What you are asked to do –
Give as output the line that contains "Expected: a single pin indicated on each instance of the grassy", followed by every remaining line of the entries, unchanged and with nothing added.

Material for the task –

++++++++

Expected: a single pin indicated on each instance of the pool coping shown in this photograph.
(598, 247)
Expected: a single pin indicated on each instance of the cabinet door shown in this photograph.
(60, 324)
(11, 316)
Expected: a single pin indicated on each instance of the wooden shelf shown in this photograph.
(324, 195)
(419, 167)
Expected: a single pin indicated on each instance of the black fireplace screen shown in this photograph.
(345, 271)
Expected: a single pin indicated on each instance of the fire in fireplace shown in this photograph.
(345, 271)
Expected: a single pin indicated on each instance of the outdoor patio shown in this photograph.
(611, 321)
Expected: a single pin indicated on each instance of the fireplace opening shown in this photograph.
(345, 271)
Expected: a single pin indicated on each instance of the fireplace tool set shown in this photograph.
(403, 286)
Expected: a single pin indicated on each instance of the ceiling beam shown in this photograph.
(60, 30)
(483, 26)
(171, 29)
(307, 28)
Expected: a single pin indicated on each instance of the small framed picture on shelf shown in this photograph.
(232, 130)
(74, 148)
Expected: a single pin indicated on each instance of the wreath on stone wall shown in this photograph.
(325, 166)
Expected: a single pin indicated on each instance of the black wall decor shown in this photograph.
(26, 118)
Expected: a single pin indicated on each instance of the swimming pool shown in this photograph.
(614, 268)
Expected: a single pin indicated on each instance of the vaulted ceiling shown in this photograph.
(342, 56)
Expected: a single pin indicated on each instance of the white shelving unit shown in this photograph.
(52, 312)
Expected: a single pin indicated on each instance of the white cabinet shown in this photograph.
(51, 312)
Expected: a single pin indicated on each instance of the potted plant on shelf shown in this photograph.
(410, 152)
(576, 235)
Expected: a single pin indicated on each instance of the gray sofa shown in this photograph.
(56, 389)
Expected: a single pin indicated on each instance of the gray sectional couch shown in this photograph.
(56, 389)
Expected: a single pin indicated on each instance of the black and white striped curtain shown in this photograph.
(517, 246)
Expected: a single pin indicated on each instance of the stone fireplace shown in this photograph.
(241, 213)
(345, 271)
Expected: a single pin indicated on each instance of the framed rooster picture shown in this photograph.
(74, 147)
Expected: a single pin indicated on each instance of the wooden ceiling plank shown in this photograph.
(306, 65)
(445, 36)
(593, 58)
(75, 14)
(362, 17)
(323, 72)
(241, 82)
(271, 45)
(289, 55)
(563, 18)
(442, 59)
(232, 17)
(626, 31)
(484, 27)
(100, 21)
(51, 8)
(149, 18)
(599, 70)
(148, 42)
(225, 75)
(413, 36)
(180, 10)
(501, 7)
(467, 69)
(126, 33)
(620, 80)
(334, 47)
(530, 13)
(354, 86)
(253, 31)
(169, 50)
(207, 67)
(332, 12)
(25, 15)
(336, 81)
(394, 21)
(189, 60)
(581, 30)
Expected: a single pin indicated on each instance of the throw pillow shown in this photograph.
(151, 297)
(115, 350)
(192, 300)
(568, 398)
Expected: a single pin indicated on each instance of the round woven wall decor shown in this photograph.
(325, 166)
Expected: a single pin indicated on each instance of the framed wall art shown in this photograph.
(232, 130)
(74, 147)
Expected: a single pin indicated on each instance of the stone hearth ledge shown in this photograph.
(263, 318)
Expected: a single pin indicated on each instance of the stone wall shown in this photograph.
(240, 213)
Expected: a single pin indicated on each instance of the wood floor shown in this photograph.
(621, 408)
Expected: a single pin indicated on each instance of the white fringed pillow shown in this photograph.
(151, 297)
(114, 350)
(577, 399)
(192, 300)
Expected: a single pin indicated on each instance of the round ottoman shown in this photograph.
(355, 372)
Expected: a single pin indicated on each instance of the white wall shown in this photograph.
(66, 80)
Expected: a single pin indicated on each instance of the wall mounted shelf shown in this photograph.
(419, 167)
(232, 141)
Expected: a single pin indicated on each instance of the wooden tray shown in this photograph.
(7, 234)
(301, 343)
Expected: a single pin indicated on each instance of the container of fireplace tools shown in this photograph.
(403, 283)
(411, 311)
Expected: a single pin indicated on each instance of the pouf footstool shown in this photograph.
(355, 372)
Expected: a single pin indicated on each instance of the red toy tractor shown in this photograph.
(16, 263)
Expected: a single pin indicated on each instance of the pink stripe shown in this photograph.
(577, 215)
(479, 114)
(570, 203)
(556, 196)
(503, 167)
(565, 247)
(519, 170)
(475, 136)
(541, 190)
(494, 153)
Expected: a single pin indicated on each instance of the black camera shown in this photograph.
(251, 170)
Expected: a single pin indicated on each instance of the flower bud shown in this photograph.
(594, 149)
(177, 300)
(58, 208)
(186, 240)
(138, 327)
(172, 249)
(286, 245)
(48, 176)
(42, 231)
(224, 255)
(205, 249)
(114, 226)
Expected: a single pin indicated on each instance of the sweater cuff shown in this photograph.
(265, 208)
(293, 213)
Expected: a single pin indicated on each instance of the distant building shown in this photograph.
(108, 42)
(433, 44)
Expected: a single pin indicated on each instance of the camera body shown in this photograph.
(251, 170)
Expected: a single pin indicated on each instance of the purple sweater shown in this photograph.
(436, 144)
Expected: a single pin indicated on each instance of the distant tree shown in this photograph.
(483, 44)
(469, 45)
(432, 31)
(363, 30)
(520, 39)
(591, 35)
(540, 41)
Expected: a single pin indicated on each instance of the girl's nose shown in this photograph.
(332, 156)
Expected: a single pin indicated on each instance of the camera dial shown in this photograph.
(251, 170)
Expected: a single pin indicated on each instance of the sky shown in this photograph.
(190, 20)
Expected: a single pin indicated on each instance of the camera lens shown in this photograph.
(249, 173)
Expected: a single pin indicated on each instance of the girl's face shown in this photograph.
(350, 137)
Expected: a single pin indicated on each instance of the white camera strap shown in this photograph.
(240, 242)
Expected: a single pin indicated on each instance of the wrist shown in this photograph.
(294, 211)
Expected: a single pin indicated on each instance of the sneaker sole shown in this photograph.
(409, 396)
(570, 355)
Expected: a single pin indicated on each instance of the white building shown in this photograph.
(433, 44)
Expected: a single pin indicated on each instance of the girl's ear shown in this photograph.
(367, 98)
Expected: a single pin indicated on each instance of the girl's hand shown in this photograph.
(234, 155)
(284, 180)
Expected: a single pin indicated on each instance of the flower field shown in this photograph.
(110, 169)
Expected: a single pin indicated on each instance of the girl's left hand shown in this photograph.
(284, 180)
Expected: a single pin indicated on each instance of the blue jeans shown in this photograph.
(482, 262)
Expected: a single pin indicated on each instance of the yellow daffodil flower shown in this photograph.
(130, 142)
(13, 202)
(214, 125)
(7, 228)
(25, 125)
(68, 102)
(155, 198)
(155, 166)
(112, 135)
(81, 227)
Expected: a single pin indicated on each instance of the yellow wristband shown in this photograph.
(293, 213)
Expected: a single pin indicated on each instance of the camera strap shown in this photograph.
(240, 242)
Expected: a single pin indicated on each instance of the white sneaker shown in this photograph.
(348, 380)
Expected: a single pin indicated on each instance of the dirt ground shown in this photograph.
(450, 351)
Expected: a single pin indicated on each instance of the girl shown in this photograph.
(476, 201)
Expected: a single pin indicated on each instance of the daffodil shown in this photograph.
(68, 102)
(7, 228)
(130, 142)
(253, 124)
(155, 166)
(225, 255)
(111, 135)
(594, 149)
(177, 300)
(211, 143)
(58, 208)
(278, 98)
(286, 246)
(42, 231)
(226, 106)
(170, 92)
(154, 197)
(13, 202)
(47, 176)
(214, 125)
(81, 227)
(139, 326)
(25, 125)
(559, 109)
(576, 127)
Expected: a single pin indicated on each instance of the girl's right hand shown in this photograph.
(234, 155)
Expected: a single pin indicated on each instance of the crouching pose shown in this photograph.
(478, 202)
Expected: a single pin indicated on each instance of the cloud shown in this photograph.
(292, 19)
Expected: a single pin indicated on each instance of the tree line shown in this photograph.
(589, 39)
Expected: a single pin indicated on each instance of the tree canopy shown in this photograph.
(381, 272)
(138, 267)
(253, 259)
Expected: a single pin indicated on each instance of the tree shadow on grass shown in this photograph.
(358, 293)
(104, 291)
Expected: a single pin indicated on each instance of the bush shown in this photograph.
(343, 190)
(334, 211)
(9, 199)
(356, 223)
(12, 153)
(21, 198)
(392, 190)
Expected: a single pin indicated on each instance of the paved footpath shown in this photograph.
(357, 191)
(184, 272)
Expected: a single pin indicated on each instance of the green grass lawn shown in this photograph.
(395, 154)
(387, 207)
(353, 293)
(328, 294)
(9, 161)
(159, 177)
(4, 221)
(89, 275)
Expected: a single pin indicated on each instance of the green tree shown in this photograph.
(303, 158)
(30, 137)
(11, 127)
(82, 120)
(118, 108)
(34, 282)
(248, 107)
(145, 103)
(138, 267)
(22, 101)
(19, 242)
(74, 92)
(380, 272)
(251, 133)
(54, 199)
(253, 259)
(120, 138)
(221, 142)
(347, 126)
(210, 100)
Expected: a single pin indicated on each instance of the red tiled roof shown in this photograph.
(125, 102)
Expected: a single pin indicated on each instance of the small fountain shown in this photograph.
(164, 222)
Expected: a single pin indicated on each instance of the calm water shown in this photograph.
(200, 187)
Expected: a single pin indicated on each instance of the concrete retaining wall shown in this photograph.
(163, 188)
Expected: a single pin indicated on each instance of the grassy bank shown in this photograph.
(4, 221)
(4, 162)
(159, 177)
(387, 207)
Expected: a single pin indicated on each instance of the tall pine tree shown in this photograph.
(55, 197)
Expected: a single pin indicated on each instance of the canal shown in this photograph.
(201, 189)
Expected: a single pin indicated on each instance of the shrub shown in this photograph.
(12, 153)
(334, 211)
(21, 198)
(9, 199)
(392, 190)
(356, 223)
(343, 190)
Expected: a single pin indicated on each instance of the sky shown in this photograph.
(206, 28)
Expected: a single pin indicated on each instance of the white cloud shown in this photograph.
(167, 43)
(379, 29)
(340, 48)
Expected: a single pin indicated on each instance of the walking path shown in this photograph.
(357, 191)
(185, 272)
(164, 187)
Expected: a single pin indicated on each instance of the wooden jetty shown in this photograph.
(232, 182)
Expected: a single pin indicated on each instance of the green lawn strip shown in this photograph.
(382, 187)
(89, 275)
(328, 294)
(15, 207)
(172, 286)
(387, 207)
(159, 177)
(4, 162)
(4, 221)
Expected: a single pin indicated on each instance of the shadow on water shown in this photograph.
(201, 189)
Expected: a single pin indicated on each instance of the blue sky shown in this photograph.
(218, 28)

++++++++

Task answer –
Expected: a single pin indicated on each instance of the grassy bank shown in this photograph.
(4, 221)
(4, 162)
(159, 177)
(387, 207)
Expected: a single pin indicated on each instance of the tall pine tree shown in this photograph.
(55, 197)
Expected: a single pin indicated on each instance of the canal shown in this photograph.
(201, 189)
Expected: a single pin indicated on each instance of the shrub shown in this photograph.
(12, 153)
(334, 211)
(21, 198)
(9, 199)
(392, 190)
(356, 223)
(343, 190)
Expected: a single pin indicated on each instance of the sky shown in this photograph.
(206, 28)
Expected: a single pin indicated on each instance of the white cloud shown in this photograph.
(167, 43)
(379, 29)
(340, 48)
Expected: a single pin indicated on each instance of the walking path shown in this photograph.
(357, 191)
(185, 272)
(164, 187)
Expected: a single pin indicated on each instance of the wooden jetty shown in this photograph.
(232, 182)
Expected: a single pin indicated on each instance of the green lawn strip shown in this photograph.
(382, 187)
(89, 275)
(328, 294)
(15, 207)
(172, 286)
(387, 207)
(159, 177)
(4, 162)
(4, 221)
Expected: a single pin indicated on each instance of the shadow on water shown in this photograph.
(201, 189)
Expected: a single pin indicated on each instance of the blue sky shown in this photograph.
(218, 28)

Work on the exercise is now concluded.